Segmentation mask data:
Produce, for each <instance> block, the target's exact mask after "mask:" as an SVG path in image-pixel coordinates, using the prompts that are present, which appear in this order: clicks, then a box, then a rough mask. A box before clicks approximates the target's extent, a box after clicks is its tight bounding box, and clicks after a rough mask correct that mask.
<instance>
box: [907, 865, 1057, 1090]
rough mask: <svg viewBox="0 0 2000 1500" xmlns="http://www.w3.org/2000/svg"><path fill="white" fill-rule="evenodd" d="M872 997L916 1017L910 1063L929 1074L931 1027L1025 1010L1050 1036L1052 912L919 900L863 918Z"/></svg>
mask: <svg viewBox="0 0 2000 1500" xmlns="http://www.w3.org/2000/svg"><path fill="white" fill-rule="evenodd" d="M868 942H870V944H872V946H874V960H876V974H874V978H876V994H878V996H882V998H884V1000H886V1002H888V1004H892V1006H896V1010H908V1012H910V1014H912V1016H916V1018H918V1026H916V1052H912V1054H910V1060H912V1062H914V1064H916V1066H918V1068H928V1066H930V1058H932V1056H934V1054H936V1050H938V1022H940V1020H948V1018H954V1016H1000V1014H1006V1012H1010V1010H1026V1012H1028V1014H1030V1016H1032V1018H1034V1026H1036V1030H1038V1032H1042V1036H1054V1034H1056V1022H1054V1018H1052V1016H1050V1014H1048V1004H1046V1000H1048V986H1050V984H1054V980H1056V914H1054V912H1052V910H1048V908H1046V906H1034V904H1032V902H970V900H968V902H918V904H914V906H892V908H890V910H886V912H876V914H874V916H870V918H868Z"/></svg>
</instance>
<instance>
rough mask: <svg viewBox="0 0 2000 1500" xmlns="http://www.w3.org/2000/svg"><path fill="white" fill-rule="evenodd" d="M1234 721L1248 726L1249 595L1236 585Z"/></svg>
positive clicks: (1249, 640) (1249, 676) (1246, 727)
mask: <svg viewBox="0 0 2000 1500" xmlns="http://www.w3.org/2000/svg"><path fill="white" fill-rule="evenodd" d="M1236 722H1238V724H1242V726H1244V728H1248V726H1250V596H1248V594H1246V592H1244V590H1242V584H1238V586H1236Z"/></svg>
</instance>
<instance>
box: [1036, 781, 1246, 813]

▶ **WHAT YOU ARE ASKED TO DO**: With nothing left out, copy the data above exactly.

▶ **ANSWER SPACE**:
Produce, for each <instance> block, the target's exact mask after "mask:" as an SVG path in image-pixel coordinates, using the prompts that are present, which appear in this order: clicks, then a box, then a rough mask. A box before clicks approximates the target's extent, a box after clicks is its tight bounding box, and clicks after a rough mask correct that mask.
<instance>
box: [907, 865, 1057, 1090]
rough mask: <svg viewBox="0 0 2000 1500" xmlns="http://www.w3.org/2000/svg"><path fill="white" fill-rule="evenodd" d="M872 997L916 1017L910 1063L929 1074L931 1027L1025 1010L1050 1036L1052 912L919 900L863 918Z"/></svg>
mask: <svg viewBox="0 0 2000 1500" xmlns="http://www.w3.org/2000/svg"><path fill="white" fill-rule="evenodd" d="M868 942H870V944H872V946H874V960H876V974H874V978H876V994H878V996H882V998H884V1000H886V1002H888V1004H892V1006H896V1010H908V1012H910V1014H912V1016H916V1018H918V1026H916V1052H912V1054H910V1060H912V1062H914V1064H916V1066H918V1068H928V1066H930V1058H932V1056H934V1054H936V1050H938V1022H940V1020H948V1018H954V1016H1000V1014H1006V1012H1010V1010H1026V1012H1028V1014H1030V1016H1032V1018H1034V1026H1036V1030H1038V1032H1042V1036H1054V1034H1056V1022H1054V1018H1052V1016H1050V1014H1048V1004H1046V1000H1048V986H1050V984H1054V980H1056V914H1054V912H1052V910H1048V908H1046V906H1034V904H1032V902H970V900H968V902H918V904H914V906H892V908H890V910H886V912H876V914H874V916H870V918H868Z"/></svg>
</instance>
<instance>
rough mask: <svg viewBox="0 0 2000 1500" xmlns="http://www.w3.org/2000/svg"><path fill="white" fill-rule="evenodd" d="M1234 721L1248 726L1249 595L1236 585Z"/></svg>
positive clicks: (1249, 640) (1249, 676) (1246, 727)
mask: <svg viewBox="0 0 2000 1500" xmlns="http://www.w3.org/2000/svg"><path fill="white" fill-rule="evenodd" d="M1236 722H1238V724H1242V726H1244V728H1248V726H1250V596H1248V594H1246V592H1244V590H1242V584H1238V586H1236Z"/></svg>
</instance>
<instance>
box: [1036, 781, 1246, 813]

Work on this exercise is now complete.